## EXERCISE DIRECTIONS
Filter the entries below and copy every line that contains the string "excavator", treating uppercase and lowercase letters as different.

## Records of labeled points
— Start —

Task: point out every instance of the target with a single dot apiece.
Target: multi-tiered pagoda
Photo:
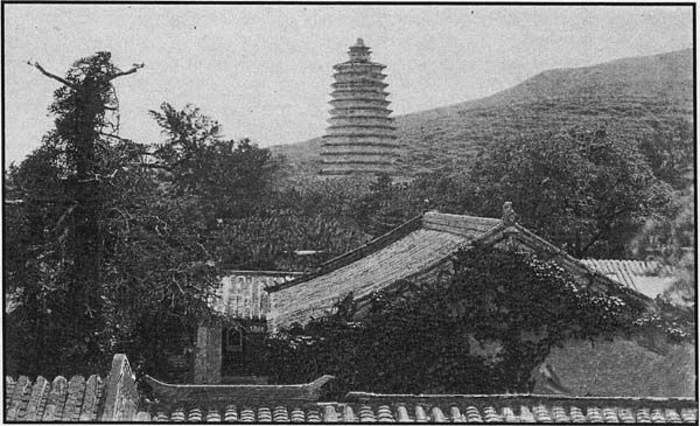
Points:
(361, 138)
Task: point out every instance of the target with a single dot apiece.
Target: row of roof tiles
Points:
(116, 399)
(402, 413)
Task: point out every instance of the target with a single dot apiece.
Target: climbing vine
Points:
(481, 330)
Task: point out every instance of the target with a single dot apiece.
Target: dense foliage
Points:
(482, 330)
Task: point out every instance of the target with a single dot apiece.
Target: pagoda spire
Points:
(361, 137)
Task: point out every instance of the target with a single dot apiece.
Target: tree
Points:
(587, 191)
(64, 187)
(229, 177)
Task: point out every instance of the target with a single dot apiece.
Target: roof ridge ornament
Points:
(509, 216)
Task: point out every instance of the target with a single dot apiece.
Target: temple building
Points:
(361, 137)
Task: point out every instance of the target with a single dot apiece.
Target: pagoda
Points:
(361, 137)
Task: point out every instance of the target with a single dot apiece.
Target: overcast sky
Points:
(265, 71)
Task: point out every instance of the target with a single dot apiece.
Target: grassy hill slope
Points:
(633, 96)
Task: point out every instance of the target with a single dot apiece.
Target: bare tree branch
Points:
(50, 75)
(135, 68)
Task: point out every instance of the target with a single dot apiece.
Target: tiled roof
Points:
(75, 400)
(242, 293)
(649, 278)
(371, 408)
(405, 251)
(116, 399)
(53, 401)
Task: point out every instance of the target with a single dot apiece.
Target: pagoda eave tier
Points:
(352, 65)
(361, 144)
(360, 134)
(365, 92)
(358, 102)
(350, 74)
(368, 154)
(360, 111)
(361, 120)
(359, 84)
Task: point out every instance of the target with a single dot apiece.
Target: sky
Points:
(265, 71)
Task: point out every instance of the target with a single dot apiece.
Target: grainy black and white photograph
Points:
(300, 213)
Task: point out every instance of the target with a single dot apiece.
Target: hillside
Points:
(631, 96)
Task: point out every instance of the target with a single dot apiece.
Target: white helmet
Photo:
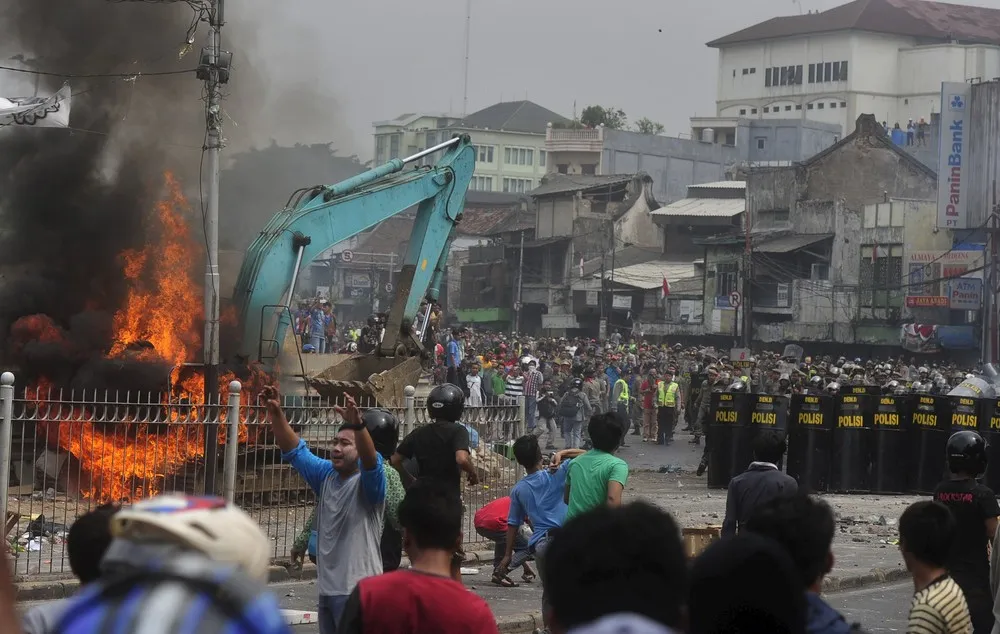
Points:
(221, 531)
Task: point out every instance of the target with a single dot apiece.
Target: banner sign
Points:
(953, 156)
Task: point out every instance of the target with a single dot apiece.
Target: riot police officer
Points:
(975, 509)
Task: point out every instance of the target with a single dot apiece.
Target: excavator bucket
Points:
(370, 379)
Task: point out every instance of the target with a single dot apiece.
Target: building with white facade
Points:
(883, 57)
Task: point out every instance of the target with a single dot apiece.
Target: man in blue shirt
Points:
(351, 503)
(453, 357)
(539, 496)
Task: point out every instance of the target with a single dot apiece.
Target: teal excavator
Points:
(317, 218)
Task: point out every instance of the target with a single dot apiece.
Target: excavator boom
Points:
(324, 216)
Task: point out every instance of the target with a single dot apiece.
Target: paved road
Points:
(878, 609)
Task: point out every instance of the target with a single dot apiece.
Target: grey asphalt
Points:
(878, 608)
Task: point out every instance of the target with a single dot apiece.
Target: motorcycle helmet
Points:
(384, 430)
(966, 453)
(446, 402)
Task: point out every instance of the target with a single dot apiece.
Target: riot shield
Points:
(849, 472)
(890, 445)
(811, 422)
(728, 415)
(930, 426)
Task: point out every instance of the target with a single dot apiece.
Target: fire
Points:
(160, 321)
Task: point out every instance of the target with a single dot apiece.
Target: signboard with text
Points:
(953, 156)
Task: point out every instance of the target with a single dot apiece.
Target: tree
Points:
(648, 126)
(610, 117)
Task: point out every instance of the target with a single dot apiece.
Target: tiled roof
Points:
(938, 21)
(488, 222)
(512, 116)
(703, 208)
(563, 183)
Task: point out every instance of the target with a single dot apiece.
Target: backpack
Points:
(241, 605)
(570, 406)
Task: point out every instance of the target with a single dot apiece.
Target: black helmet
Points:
(446, 402)
(967, 453)
(384, 430)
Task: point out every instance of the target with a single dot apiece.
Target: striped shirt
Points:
(940, 608)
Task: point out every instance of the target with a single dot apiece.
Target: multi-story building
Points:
(675, 163)
(409, 133)
(510, 145)
(885, 57)
(509, 138)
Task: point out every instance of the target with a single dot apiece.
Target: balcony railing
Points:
(772, 295)
(570, 140)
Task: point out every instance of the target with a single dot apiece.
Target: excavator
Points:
(317, 218)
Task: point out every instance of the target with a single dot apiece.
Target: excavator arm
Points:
(325, 216)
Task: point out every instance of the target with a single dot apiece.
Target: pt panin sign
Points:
(953, 158)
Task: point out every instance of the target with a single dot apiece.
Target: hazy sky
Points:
(375, 60)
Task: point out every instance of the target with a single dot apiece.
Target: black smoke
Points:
(72, 201)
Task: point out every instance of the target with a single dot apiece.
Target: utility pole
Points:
(520, 278)
(745, 304)
(213, 69)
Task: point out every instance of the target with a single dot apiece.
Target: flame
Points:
(127, 459)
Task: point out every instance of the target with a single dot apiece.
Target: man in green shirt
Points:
(598, 477)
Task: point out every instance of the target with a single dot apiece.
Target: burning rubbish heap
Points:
(133, 359)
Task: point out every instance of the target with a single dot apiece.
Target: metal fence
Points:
(63, 453)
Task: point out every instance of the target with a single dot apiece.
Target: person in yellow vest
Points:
(619, 400)
(667, 399)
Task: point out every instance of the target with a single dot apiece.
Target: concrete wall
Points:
(672, 163)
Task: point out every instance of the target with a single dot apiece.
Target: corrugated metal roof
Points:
(720, 185)
(649, 275)
(704, 207)
(786, 244)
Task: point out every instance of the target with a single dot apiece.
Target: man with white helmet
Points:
(186, 564)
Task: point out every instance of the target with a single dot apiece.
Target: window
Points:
(726, 279)
(881, 276)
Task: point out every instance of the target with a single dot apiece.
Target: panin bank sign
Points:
(953, 178)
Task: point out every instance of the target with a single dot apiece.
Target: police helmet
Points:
(384, 430)
(446, 402)
(967, 453)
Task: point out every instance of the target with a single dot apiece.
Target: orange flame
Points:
(129, 460)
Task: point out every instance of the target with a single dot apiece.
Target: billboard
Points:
(942, 279)
(953, 156)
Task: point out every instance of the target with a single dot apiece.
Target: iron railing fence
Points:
(63, 453)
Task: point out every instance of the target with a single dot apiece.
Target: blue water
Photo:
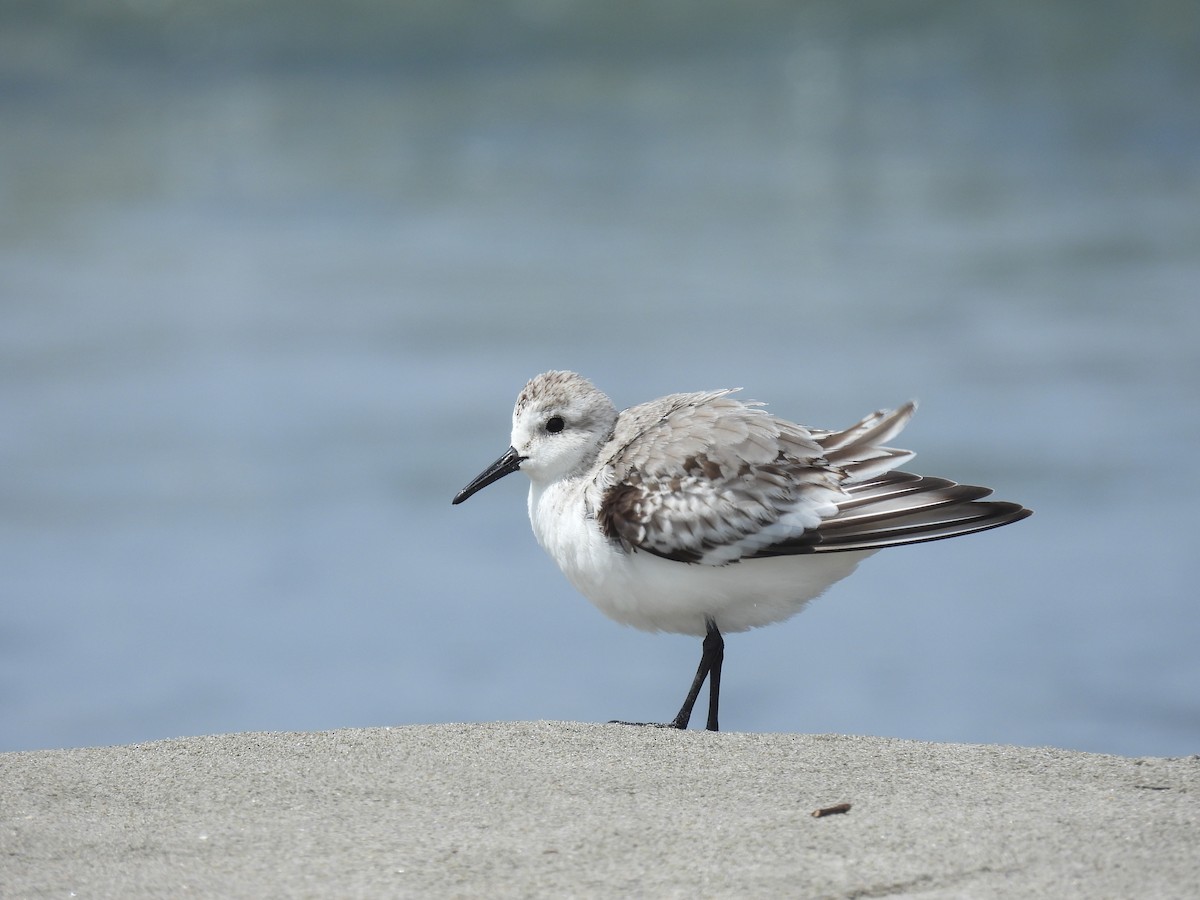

— End —

## RESULT BELOW
Target: excavator bucket
Target: teal excavator
Target: excavator boom
Target: excavator
Target: excavator arm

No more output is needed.